» What to work on
Every line of the listing should be retyped exactly, but none of the pictures should be.

» Exercise data
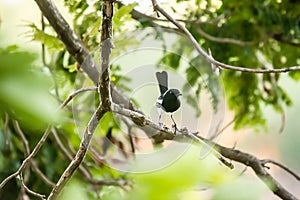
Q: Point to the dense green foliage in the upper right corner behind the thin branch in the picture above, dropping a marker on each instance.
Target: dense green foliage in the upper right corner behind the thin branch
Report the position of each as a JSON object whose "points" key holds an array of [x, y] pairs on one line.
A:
{"points": [[273, 31]]}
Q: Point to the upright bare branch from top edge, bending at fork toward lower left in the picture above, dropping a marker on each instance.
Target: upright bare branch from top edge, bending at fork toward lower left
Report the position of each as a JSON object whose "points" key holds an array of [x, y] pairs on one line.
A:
{"points": [[104, 91]]}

» Solution to the problem
Q: Point to the dense green foliage in the upper right corner behind the thin branch in the picture above, dropping a marker on each instance.
Target: dense green foliage in the upper right corner behind the thin branch
Report the position of each as a JSON object whose "points" key holds an array of [x, y] pairs on one line.
A:
{"points": [[273, 31]]}
Q: Point to the upright bare branch from top edge, bending at fork toward lower left in the picture above, dropping a marker on each instance.
Target: upright bare branch from top edge, bending at fork toward lower left
Report the position of each as a JSON object whose "points" key holds an array of [x, y] pairs on one line.
A:
{"points": [[104, 91]]}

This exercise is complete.